- Your task:
Reproduce precisely the lines between the start of the data below and the line with "point at the residential building", both included.

- Provided data:
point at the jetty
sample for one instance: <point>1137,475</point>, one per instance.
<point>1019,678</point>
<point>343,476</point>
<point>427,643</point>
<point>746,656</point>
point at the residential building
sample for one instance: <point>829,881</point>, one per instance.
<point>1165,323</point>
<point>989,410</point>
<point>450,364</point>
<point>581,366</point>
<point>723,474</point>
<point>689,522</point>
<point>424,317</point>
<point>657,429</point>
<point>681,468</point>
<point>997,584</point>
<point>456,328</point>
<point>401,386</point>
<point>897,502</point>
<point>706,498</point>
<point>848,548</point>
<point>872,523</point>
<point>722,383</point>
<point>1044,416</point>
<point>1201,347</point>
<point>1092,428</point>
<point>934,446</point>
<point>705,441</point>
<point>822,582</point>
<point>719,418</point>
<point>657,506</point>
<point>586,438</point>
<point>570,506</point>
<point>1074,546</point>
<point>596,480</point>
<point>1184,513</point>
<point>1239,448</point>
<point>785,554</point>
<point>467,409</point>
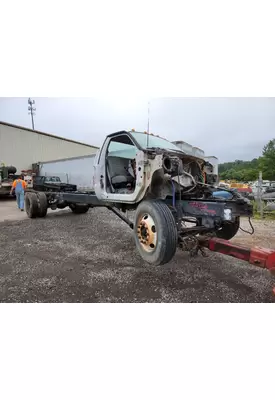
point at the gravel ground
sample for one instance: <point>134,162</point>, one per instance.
<point>92,258</point>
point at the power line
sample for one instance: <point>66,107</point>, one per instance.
<point>31,110</point>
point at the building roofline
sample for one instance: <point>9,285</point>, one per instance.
<point>66,159</point>
<point>47,134</point>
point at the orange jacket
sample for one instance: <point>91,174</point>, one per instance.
<point>24,184</point>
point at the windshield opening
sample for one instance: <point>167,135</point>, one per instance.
<point>146,141</point>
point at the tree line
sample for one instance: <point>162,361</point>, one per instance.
<point>246,171</point>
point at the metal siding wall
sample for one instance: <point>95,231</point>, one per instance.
<point>23,148</point>
<point>78,172</point>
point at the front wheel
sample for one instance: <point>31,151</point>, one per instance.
<point>155,232</point>
<point>229,229</point>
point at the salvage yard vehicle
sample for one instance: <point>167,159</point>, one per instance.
<point>51,184</point>
<point>168,189</point>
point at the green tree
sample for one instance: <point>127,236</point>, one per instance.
<point>267,161</point>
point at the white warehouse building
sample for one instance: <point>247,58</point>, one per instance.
<point>23,147</point>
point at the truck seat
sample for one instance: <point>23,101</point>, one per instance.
<point>118,172</point>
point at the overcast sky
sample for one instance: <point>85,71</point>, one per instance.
<point>229,128</point>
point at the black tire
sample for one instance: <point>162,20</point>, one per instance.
<point>31,205</point>
<point>42,204</point>
<point>229,229</point>
<point>155,225</point>
<point>79,208</point>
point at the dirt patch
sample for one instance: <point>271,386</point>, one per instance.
<point>92,258</point>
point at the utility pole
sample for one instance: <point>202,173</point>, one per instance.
<point>31,110</point>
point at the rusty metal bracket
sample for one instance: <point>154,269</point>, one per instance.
<point>258,256</point>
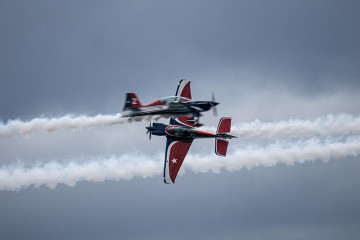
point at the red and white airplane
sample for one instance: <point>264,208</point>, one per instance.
<point>179,105</point>
<point>180,134</point>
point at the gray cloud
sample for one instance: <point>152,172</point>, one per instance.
<point>265,60</point>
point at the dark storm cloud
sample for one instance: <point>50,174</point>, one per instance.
<point>66,57</point>
<point>269,59</point>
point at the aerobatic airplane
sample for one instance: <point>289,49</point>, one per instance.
<point>180,104</point>
<point>180,134</point>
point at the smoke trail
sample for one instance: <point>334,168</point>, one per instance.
<point>66,122</point>
<point>330,125</point>
<point>16,177</point>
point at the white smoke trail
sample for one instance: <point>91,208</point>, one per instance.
<point>66,122</point>
<point>16,177</point>
<point>341,124</point>
<point>330,125</point>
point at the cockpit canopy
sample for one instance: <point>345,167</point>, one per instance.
<point>181,132</point>
<point>172,99</point>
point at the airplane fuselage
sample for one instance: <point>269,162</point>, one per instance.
<point>181,132</point>
<point>172,108</point>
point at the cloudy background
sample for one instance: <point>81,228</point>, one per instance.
<point>266,60</point>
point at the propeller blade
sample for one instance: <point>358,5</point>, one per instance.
<point>215,111</point>
<point>149,131</point>
<point>214,106</point>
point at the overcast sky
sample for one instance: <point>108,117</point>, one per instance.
<point>266,60</point>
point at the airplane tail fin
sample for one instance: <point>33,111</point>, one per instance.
<point>221,147</point>
<point>221,144</point>
<point>131,101</point>
<point>224,125</point>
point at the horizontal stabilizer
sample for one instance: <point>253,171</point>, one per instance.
<point>224,125</point>
<point>131,101</point>
<point>221,147</point>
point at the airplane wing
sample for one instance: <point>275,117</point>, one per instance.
<point>185,121</point>
<point>175,153</point>
<point>183,89</point>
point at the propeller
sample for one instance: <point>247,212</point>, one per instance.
<point>149,132</point>
<point>213,104</point>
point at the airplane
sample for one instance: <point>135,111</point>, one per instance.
<point>179,105</point>
<point>180,134</point>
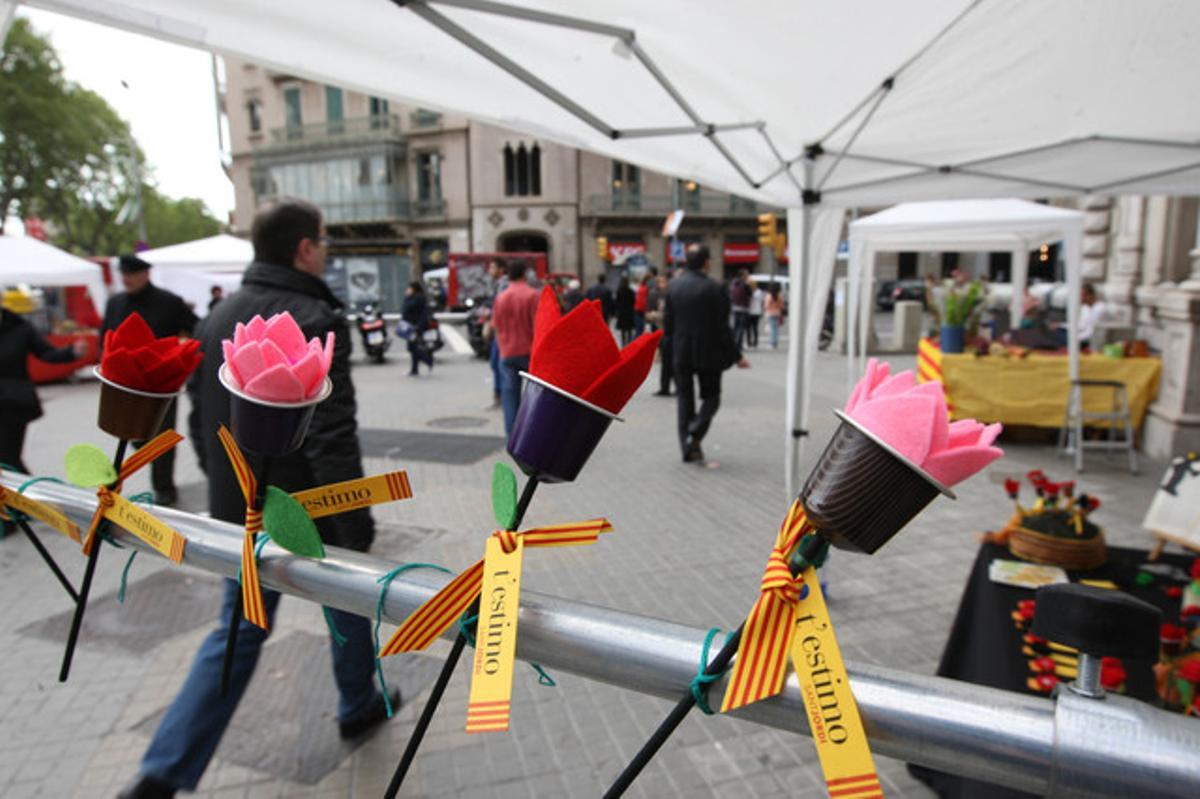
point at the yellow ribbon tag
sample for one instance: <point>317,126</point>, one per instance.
<point>831,708</point>
<point>141,523</point>
<point>352,494</point>
<point>40,511</point>
<point>496,636</point>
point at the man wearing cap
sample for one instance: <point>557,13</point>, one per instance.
<point>167,316</point>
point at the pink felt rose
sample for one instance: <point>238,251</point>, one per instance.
<point>270,360</point>
<point>913,421</point>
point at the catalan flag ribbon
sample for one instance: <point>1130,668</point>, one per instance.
<point>766,640</point>
<point>251,589</point>
<point>147,454</point>
<point>436,616</point>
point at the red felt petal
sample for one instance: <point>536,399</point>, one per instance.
<point>613,389</point>
<point>133,332</point>
<point>547,314</point>
<point>576,350</point>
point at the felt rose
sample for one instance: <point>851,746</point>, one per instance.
<point>270,360</point>
<point>136,359</point>
<point>913,421</point>
<point>577,354</point>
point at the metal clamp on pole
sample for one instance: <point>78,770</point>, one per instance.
<point>1126,748</point>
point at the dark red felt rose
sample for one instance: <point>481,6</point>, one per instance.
<point>577,354</point>
<point>135,359</point>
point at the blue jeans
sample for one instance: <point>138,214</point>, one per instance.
<point>195,722</point>
<point>510,388</point>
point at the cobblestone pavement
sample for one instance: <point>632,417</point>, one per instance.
<point>689,545</point>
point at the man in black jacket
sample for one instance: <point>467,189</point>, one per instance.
<point>289,260</point>
<point>696,317</point>
<point>167,314</point>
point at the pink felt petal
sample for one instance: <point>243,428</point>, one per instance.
<point>613,389</point>
<point>955,466</point>
<point>905,422</point>
<point>283,330</point>
<point>276,384</point>
<point>310,371</point>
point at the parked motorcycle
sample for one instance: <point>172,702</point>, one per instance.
<point>375,334</point>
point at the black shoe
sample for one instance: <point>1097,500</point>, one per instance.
<point>168,498</point>
<point>369,719</point>
<point>147,787</point>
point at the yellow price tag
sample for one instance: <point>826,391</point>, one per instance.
<point>141,523</point>
<point>829,706</point>
<point>496,638</point>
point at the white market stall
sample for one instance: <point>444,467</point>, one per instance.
<point>193,268</point>
<point>24,259</point>
<point>964,226</point>
<point>827,106</point>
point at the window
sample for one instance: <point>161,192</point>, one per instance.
<point>429,176</point>
<point>522,170</point>
<point>255,112</point>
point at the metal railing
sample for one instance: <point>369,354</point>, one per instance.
<point>1074,748</point>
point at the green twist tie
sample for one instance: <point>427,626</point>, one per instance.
<point>703,679</point>
<point>385,581</point>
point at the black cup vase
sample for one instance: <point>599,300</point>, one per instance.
<point>862,492</point>
<point>269,427</point>
<point>130,414</point>
<point>555,432</point>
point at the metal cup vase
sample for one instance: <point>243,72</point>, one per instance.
<point>555,432</point>
<point>269,427</point>
<point>862,492</point>
<point>129,413</point>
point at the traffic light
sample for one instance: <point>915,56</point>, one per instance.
<point>767,229</point>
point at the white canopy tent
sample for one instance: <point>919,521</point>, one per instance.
<point>193,268</point>
<point>964,226</point>
<point>931,98</point>
<point>24,259</point>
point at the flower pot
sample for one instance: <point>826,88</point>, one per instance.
<point>129,413</point>
<point>269,427</point>
<point>862,492</point>
<point>555,432</point>
<point>953,340</point>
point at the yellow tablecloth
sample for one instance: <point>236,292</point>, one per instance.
<point>1033,390</point>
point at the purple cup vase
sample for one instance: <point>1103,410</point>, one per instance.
<point>269,427</point>
<point>555,432</point>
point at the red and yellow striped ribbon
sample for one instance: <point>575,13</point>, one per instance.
<point>766,640</point>
<point>145,454</point>
<point>251,589</point>
<point>436,616</point>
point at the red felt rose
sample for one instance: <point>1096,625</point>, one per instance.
<point>577,354</point>
<point>135,359</point>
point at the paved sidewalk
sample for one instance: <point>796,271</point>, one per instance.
<point>689,545</point>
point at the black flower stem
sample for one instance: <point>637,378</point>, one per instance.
<point>239,604</point>
<point>460,642</point>
<point>810,551</point>
<point>89,572</point>
<point>46,556</point>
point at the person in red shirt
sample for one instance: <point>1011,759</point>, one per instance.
<point>513,316</point>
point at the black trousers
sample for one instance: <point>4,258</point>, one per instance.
<point>693,424</point>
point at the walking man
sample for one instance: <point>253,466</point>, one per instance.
<point>167,316</point>
<point>289,259</point>
<point>696,317</point>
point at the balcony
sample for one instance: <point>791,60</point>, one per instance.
<point>655,205</point>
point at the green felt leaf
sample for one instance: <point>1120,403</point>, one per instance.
<point>286,521</point>
<point>504,496</point>
<point>88,467</point>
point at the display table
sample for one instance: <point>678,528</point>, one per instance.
<point>985,647</point>
<point>1032,390</point>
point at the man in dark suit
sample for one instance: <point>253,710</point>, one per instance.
<point>696,317</point>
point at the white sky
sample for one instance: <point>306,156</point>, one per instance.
<point>169,103</point>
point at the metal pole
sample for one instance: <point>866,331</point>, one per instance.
<point>969,730</point>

- Task output:
point at the jetty
sample for one instance: <point>1137,475</point>, one per instance.
<point>1019,678</point>
<point>343,476</point>
<point>427,643</point>
<point>746,656</point>
point at the residential building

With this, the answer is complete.